::: Supplied passage

First Frost is the perfect antidote to the winter blues, with tales of missing mittens and arrangements of balmy brass thawing the coldest of hearts. The fact that The Lucksmiths now have four songwriters competing for kudos helps to deliver diversity throughout the album of varying sounds with melancholy and humour. It’s fair to say that as far as underground jangly guitar pop goes, The Lucksmiths are more than on top of their game and provide a shining beacon to all of their luminaries." *****
(Rob Sampson, NARC)
"The Lucksmiths are a Sunday morning band. You put them on while you read the paper, drinking coffee, lounging with your beloved. This is not necessarily a new idea I’ve posed, but one I’m reminded of each time a new album of theirs is presented to me. They are lovely, considerate people, and a sincere band with a consistent voice that continues to evolve even now, nearly 15 years since their first release.
On their new album, for which they went into virtual seclusion in Tasmania, off the coast of their native-Australia, they depart from their solidly pop catalogue to venture out of bounds with some surprising results. “Never and Always” has a riff that veers into Queens of the Stone Age territory. This is one of Louis Richter’s songs (the other being “The Town and the Hills”) and it is a solid addition to the mix.
Part of the greatness of this album is that thematically, it really works. Overwhelmingly, I got a Laurel Canyon vibe from the more mellow songs, namely “California in Popular Song.” Moreover, “Who Turned on the Lights” has a pastoral feel with an opening Van Morrison might have done.
“Southeast Coastal Rendezvous” has big fuzz guitars which are a welcome addition, combined with ubiquitous tambourine. “Lament of the Chiming Wedgebill,” a country-like duet with Bec Rigby (The Harpoons) took some getting used to, but there’s a heaviness to her voice that’s a good foil for Tali White’s. “National Mitten Registry” could be a sweet, but not saccharine, lullaby for a friend’s newborn. “Song of the Undersea,” adapted from John Steinbeck’s The Pearl, has a rambling baseline that carries the lyrics along easily.

::::::
::: Material shown

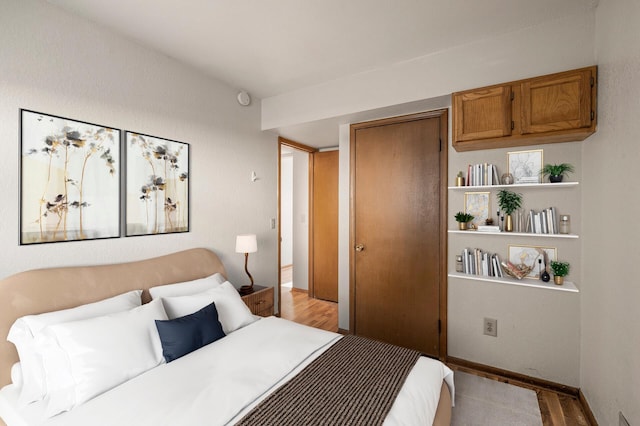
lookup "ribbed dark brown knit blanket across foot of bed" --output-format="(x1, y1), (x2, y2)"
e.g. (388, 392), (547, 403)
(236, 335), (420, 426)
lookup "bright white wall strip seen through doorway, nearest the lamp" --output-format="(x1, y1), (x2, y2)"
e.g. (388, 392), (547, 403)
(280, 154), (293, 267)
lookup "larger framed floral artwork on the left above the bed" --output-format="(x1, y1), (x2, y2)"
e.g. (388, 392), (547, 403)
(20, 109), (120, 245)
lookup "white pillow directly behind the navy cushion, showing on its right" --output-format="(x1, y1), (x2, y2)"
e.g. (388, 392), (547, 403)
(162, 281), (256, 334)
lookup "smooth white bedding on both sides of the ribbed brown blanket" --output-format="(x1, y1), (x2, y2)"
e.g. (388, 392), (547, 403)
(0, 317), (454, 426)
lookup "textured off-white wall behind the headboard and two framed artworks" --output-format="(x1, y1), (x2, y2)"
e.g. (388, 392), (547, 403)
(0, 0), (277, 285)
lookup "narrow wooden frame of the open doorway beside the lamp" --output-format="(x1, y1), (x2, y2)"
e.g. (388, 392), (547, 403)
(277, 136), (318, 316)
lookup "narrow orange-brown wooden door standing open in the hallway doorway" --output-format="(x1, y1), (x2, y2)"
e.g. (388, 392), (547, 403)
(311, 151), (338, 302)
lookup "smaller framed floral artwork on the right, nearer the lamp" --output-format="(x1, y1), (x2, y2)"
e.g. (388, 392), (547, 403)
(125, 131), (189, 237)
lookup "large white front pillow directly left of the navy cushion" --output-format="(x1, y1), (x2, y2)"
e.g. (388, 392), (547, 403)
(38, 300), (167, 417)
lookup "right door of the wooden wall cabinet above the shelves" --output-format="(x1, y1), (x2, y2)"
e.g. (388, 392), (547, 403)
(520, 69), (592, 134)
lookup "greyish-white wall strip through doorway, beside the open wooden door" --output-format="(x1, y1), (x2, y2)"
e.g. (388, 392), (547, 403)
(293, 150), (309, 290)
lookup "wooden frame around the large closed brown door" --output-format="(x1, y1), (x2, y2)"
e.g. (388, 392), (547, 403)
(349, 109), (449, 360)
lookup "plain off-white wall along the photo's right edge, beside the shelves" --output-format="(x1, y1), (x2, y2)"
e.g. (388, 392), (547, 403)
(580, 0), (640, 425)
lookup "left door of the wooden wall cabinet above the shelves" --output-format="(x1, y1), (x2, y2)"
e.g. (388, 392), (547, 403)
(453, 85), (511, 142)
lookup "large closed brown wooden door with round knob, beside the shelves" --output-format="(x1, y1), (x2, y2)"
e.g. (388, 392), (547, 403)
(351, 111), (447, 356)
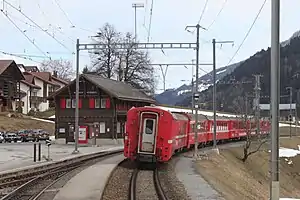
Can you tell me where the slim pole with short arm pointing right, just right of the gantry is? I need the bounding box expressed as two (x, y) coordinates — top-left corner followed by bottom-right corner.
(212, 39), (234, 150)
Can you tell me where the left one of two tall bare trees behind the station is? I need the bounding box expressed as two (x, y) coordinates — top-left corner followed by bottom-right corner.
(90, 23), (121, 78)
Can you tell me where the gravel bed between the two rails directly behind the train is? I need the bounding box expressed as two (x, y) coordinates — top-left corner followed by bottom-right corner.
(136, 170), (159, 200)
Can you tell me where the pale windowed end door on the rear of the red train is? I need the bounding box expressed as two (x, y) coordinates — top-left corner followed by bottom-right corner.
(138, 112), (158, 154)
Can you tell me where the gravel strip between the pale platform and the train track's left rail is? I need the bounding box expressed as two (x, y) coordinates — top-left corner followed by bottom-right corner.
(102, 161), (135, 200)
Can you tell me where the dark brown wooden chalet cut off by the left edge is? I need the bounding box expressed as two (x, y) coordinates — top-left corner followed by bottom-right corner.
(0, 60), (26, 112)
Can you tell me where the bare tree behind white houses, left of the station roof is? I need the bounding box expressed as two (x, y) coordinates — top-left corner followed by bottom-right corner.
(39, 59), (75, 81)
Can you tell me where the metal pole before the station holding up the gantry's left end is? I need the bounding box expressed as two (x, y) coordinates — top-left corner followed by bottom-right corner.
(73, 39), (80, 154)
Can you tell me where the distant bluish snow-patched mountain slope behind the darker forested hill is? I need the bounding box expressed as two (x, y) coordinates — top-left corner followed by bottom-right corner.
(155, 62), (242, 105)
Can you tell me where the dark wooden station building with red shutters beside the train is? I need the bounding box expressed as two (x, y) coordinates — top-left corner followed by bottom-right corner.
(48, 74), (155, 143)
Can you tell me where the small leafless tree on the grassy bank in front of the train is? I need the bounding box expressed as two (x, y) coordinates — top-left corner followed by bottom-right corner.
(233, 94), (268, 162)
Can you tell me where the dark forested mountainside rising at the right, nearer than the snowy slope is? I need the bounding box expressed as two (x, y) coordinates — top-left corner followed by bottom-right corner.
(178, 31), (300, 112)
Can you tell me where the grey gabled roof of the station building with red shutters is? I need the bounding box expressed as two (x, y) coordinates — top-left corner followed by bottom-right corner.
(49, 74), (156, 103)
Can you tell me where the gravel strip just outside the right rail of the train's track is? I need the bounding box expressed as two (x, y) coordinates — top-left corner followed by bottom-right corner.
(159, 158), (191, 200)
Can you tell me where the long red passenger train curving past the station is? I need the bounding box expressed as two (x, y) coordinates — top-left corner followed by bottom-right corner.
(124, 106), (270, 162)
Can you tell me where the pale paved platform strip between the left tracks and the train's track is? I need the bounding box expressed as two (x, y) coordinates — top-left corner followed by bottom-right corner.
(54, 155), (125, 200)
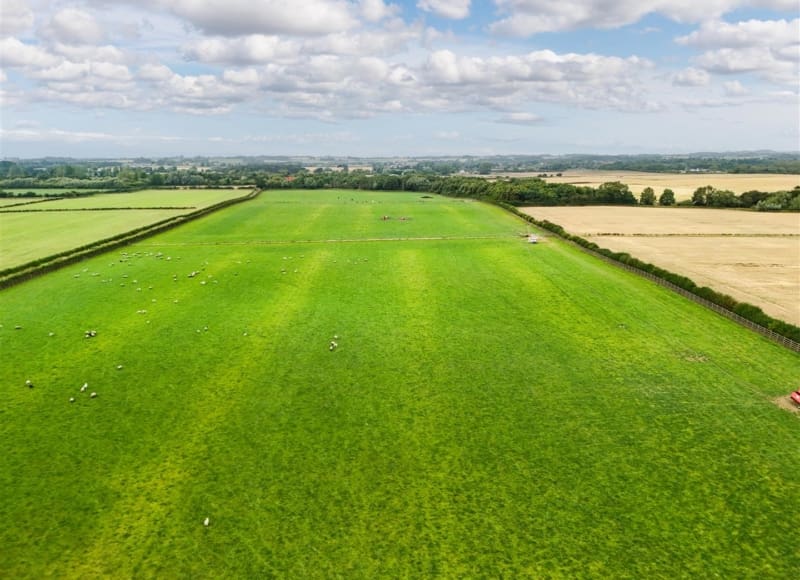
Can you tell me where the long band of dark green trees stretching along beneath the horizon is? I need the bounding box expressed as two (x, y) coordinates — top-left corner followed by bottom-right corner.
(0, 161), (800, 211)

::::::

## Assignment 1
In the Lucksmiths album reviews, reproduce verbatim the text between "Part of the" and "might have done.", inclusive.
## Assignment 2
Condense the paragraph of the Lucksmiths album reviews that opens "On their new album, for which they went" into a brief bulleted list that retains its main facts.
## Assignment 3
Extend the Lucksmiths album reviews, picking up after their final sentence.

## Response box 1
Part of the greatness of this album is that thematically, it really works. Overwhelmingly, I got a Laurel Canyon vibe from the more mellow songs, namely “California in Popular Song.” Moreover, “Who Turned on the Lights” has a pastoral feel with an opening Van Morrison might have done.

## Response box 2
- The band recorded the album in virtual seclusion in Tasmania, off the coast of Australia.
- The album departs from their solidly pop catalogue, with some surprising results.
- "Never and Always" has a riff that veers into Queens of the Stone Age territory.
- That song is one of Louis Richter's two songs on the album. The other is "The Town and the Hills."
- The reviewer considers it a solid addition to the mix.

## Response box 3
This is not to say there aren’t moments of classic Lucksmiths on this one—“Good Light” feels like a new incarnation of “Camera Shy” (Naturaliste, 2003). “The Town and the Hills” is jangly pop with cheeky lyrics and a good heart guiding the strum. Three minutes into the song the trumpet chimes in, appropriately. I admit to missing Tali White’s usually frenetic drums on the majority of tracks, but they would be misplaced here—this is a sit-down album and Mr. White normally plays standing up.
Although the first listen to the album is a little tough if you’re a rabid fan of their uptempo stuff, First Frost is a grower, and the Lucksmiths’ exploration into new arenas is a success." ****
(Molly Dorfman, Webcuts)
"First Frost opens with the first Lucksmiths song written by Louis Richter, who played guitar on the last album and has been playing with the band on tour for years now. Titled “The Town and the Hills”, it’s sung by drummer Tali White, the band’s lead vocalist no matter the songwriter (mostly Marty Donald, sometimes Mark Monnone, occasionally White). Richter wrote two of the album’s 14 songs. It’s a sign that The Lucksmiths are now officially a four-person band, though already the last album Warmer Corners benefited from his presence on guitar.
With each album their already pretty much perfect songwriting gets better, and over the last three albums, counting this new one, the music has jumped forward as well, with arrangements that are more sophisticated, in a good way. And at the same time the band keeps getting punchier. First Frost overall has a sense of wistfulness to it, but plenty of the songs have moments where the band pushes forward forcefully. The last time I saw them play live I was struck by how much faster they were playing, how much they rocked, even. On album they’ve translated that into compact bursts of energy without losing the subtler touch their thoughtful songs require. It’s a confidently written and played album, plentiful with winning melodies but also instrumental parts that do well to communicate the mood of the song and album. One such surprising but natural moment comes near the album’s end on the slow-and-steady “How We Met”, where the band builds up into a noisy shimmer, emulating the radio static mentioned in a lyric. The album is filled with other less dramatic, but no less enjoyable, musical moments.
”The Town and the Hills” sets up the mood of the LP well, by setting a very specific scene (“The clouds are hanging low / about the shoulders of the hills / where the shadow kills the light”) and then introducing characters, who bring along their own anxieties and dreams. First Frost is filled with daily-life stories, serious or light, smartly written into song. These observational stories carry little truths about human relationships and experiences, but are never heavy-handed about it, rarely even trying to pin down any truths as such.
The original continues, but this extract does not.